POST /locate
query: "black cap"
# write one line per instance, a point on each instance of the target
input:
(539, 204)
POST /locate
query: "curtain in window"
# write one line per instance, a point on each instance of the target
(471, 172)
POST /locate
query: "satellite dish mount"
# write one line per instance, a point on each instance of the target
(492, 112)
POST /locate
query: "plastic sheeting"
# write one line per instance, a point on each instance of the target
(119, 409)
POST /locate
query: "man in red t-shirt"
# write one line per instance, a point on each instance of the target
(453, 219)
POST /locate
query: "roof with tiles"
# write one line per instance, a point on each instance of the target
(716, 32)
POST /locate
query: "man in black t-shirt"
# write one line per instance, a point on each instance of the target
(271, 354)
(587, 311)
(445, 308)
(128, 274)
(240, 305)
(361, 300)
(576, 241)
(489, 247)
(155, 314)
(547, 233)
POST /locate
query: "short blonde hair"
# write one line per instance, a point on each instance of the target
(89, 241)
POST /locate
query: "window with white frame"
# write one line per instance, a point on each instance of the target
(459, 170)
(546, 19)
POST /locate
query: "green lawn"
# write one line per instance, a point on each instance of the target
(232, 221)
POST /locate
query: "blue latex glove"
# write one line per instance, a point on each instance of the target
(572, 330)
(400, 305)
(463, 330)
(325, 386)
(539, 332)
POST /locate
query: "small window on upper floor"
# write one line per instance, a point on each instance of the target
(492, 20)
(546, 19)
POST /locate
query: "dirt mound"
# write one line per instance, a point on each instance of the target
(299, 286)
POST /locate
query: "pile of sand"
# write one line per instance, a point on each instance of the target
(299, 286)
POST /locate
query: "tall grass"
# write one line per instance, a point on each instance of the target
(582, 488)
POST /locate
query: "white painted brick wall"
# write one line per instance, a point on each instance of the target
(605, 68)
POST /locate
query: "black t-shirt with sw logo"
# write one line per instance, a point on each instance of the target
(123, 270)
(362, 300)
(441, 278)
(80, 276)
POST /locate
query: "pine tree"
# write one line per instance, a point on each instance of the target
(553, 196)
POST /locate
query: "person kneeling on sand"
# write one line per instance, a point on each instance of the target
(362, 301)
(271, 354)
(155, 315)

Aim
How many lines in the rows above contain the word "white"? Reply with the number alone.

Answer to the problem
2